_Data to examine_:
((
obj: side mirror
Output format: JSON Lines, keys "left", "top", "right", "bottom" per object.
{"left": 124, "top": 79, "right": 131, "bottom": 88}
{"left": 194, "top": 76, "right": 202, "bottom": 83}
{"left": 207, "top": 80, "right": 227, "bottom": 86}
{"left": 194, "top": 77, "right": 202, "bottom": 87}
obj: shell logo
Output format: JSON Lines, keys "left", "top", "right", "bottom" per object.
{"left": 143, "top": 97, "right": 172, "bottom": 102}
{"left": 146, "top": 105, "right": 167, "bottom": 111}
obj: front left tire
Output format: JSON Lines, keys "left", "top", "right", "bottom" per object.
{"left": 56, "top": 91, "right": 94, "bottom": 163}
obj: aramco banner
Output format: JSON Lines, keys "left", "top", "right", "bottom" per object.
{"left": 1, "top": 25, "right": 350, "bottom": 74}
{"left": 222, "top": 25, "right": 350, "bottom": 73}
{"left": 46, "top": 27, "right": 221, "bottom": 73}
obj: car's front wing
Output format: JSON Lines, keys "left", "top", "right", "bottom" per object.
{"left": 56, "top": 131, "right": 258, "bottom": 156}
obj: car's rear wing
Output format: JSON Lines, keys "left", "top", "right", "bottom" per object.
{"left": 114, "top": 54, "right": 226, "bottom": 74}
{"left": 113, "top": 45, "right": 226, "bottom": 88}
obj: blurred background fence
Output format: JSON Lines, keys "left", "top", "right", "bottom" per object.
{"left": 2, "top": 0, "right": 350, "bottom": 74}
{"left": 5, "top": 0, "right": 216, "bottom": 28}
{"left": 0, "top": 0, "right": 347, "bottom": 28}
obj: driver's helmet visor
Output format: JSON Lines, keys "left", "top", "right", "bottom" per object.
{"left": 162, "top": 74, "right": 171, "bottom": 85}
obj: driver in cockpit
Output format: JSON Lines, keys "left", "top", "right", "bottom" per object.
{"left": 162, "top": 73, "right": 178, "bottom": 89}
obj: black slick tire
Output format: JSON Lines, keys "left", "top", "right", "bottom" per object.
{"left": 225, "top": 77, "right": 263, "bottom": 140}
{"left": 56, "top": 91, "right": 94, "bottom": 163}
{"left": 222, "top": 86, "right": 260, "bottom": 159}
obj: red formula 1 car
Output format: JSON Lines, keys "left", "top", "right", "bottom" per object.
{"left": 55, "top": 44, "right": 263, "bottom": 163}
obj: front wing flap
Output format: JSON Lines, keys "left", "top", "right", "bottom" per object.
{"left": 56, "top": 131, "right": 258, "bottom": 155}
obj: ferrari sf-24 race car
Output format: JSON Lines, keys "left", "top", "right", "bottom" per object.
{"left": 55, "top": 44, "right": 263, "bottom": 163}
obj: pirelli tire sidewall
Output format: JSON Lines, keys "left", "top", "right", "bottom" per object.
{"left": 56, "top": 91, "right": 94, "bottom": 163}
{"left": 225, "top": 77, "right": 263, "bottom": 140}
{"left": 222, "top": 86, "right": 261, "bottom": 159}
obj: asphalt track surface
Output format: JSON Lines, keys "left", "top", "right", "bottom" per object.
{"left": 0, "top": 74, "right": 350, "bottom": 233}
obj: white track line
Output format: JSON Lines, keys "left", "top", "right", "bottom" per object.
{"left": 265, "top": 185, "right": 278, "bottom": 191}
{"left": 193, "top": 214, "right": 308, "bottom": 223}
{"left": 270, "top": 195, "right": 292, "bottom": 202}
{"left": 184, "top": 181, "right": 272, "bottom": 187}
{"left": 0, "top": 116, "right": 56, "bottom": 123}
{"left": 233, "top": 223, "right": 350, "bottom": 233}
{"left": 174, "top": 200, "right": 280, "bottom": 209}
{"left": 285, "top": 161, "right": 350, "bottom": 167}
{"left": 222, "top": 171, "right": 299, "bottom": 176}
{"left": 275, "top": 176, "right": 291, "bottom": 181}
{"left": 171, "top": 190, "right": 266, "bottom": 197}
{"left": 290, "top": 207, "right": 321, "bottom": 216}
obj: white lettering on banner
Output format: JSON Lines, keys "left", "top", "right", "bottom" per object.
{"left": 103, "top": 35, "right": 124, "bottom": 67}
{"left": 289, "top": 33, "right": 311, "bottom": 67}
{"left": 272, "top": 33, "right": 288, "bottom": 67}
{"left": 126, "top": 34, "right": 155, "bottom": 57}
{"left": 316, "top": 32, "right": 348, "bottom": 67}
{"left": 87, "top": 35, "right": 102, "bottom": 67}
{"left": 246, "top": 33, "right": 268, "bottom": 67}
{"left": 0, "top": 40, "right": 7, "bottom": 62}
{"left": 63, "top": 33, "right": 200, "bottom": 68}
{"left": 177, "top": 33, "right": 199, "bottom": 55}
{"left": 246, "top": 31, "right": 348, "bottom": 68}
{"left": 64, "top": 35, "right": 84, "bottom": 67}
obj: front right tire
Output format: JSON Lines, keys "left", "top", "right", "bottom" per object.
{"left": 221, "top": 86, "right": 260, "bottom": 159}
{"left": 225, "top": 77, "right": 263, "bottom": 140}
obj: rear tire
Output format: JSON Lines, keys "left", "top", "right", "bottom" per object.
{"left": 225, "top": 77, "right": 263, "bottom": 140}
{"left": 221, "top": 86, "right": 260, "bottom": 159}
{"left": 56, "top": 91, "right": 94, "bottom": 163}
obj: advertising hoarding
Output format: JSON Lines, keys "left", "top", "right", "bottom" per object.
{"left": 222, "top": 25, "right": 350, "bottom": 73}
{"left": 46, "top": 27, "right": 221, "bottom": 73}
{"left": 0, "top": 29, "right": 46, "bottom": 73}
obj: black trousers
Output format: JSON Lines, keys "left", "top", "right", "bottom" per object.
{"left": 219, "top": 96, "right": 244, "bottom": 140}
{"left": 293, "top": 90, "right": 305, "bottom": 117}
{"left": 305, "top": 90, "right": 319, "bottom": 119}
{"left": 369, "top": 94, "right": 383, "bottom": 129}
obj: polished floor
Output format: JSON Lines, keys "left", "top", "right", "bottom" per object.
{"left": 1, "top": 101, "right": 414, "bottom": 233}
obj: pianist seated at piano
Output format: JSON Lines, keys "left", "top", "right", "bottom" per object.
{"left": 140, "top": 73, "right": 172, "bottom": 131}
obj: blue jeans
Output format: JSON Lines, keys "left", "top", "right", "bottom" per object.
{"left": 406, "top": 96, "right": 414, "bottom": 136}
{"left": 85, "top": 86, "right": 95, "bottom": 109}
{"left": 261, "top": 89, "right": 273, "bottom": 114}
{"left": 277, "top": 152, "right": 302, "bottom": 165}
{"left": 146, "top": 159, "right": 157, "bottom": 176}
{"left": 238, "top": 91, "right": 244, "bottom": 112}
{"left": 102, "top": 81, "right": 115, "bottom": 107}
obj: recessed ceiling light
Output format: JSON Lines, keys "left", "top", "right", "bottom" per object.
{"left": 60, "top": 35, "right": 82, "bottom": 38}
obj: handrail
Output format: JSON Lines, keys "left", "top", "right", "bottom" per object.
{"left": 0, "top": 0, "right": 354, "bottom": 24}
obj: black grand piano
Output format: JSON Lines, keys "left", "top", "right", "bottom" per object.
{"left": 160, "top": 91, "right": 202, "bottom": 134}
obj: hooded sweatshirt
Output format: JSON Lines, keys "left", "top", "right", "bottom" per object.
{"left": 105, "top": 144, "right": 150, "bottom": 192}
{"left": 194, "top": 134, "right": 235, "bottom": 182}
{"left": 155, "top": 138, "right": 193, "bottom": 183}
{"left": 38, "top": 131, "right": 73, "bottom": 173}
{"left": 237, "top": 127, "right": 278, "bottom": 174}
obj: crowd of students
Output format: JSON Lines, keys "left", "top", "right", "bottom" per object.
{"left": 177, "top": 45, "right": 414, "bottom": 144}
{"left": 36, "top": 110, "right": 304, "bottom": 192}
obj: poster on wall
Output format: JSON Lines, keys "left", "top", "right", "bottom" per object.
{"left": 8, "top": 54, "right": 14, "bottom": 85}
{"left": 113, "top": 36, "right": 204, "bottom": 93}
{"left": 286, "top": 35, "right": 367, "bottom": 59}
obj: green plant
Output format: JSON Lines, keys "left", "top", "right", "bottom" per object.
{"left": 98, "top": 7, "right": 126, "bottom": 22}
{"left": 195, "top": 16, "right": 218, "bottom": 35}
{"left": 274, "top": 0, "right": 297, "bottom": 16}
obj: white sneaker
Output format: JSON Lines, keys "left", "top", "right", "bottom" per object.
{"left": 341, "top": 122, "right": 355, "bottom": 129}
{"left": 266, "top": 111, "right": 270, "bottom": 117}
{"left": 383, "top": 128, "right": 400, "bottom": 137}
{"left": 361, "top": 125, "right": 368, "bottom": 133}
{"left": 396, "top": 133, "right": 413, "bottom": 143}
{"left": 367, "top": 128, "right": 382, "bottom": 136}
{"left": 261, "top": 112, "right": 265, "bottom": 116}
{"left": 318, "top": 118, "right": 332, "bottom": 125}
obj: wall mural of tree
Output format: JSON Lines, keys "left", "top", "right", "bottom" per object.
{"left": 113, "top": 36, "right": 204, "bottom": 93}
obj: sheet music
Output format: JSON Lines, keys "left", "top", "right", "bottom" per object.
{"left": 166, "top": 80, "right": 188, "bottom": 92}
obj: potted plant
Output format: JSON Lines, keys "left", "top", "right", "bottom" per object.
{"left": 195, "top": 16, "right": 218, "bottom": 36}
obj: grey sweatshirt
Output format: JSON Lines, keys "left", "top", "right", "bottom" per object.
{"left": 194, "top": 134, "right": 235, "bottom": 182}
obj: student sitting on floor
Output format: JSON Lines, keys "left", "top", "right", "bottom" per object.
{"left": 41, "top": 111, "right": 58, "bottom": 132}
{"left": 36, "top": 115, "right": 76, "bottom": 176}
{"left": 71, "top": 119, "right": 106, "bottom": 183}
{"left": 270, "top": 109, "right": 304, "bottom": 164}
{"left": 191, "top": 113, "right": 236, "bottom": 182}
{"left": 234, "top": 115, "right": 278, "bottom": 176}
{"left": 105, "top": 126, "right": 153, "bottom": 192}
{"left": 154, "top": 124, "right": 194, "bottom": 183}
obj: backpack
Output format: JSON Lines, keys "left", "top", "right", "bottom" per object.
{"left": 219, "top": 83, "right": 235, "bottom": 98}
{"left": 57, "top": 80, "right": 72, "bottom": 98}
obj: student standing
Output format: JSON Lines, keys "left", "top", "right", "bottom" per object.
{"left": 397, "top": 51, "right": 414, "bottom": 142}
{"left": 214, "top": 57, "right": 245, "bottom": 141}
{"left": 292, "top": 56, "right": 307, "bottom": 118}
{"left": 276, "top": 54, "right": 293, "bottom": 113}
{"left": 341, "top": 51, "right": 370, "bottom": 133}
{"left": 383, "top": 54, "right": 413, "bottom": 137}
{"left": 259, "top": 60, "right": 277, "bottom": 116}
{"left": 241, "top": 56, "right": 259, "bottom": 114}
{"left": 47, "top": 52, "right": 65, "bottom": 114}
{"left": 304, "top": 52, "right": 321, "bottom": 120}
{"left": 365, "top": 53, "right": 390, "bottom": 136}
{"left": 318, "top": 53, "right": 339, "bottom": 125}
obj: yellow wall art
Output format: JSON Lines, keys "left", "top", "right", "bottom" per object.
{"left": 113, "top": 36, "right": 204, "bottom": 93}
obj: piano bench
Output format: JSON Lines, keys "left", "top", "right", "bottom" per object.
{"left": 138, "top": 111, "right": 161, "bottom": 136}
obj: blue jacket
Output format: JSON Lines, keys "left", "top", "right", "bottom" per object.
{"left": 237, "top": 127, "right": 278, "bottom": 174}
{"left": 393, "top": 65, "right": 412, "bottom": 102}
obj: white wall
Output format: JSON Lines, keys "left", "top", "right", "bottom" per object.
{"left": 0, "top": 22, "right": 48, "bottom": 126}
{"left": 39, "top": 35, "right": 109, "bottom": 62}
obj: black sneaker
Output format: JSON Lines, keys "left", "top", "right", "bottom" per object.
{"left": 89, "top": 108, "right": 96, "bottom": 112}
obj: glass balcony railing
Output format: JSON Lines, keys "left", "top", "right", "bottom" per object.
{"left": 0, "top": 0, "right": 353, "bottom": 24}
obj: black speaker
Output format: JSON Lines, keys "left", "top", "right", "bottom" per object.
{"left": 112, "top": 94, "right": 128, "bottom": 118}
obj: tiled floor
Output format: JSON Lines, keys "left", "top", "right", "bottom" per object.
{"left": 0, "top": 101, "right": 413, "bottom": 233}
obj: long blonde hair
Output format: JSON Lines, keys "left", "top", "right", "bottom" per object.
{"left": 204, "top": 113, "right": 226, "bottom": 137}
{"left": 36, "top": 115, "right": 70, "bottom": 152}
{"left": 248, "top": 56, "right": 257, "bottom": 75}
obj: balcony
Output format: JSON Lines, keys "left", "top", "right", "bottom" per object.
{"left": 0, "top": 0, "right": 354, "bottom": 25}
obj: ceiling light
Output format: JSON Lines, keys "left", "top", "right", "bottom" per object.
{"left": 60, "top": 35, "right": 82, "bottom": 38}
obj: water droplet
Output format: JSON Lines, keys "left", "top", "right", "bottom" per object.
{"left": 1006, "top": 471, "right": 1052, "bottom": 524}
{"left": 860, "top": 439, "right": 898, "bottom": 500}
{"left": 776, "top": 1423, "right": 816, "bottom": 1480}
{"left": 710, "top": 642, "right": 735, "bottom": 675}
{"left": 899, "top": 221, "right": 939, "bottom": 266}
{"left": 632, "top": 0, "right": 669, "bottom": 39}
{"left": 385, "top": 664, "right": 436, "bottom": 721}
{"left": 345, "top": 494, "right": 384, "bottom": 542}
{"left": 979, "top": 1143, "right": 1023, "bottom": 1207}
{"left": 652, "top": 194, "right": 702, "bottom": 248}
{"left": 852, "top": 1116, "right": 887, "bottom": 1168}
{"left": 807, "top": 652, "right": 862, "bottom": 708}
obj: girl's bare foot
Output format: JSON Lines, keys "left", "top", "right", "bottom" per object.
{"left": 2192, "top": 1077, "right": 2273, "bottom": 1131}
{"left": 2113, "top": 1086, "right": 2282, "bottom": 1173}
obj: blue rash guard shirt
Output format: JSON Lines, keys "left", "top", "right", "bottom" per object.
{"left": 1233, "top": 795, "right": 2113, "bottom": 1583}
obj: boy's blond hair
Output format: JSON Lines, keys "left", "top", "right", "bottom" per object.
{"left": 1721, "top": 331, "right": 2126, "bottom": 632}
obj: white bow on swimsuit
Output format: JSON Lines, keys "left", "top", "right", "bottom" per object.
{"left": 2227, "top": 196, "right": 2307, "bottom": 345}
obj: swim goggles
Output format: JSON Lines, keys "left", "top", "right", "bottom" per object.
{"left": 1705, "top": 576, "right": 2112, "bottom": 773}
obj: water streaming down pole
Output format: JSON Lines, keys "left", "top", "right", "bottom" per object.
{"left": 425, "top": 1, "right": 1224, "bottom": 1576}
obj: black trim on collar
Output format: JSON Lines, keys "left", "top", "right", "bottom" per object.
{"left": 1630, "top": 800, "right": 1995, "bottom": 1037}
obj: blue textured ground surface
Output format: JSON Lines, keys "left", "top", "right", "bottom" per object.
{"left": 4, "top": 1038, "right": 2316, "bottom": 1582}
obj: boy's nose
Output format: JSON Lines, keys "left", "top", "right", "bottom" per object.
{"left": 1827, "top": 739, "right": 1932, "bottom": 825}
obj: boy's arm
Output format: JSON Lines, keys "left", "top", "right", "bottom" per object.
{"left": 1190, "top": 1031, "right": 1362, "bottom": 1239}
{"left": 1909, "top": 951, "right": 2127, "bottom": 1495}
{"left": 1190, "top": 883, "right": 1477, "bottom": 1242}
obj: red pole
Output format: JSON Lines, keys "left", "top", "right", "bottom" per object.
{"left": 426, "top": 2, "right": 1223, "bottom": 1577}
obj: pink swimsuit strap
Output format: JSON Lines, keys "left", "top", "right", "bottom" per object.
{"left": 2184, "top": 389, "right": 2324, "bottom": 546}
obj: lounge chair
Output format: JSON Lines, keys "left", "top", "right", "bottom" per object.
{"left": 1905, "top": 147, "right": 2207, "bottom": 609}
))
_What the task asks_:
Return only the part of the records above that opens with the line containing "obj: blue rash guard shirt" and closes with the line containing "obj: boy's nose", ends included.

_The completed task_:
obj: blue rash guard shirt
Output format: JSON Lines, keys "left", "top", "right", "bottom" per object.
{"left": 1233, "top": 795, "right": 2113, "bottom": 1583}
obj: boy's blond hair
Output format: JSON Lines, keys "left", "top", "right", "bottom" per object.
{"left": 1721, "top": 331, "right": 2126, "bottom": 632}
obj: white bow on swimsuit
Output format: JSON Lines, keys "left", "top", "right", "bottom" per object.
{"left": 2227, "top": 196, "right": 2307, "bottom": 345}
obj: swim goggles
Output format: JSON Lines, keys "left", "top", "right", "bottom" per object.
{"left": 1705, "top": 576, "right": 2112, "bottom": 773}
obj: water streaming down pole
Output format: JSON Lines, keys "left", "top", "right", "bottom" per object.
{"left": 425, "top": 1, "right": 1224, "bottom": 1576}
obj: black trim on collar
Output format: JSON Lines, keys "left", "top", "right", "bottom" per object.
{"left": 1630, "top": 800, "right": 1995, "bottom": 1037}
obj: blue textured ground surface
Output format: JSON Lines, keys "left", "top", "right", "bottom" per object.
{"left": 4, "top": 1038, "right": 2316, "bottom": 1582}
obj: boy's nose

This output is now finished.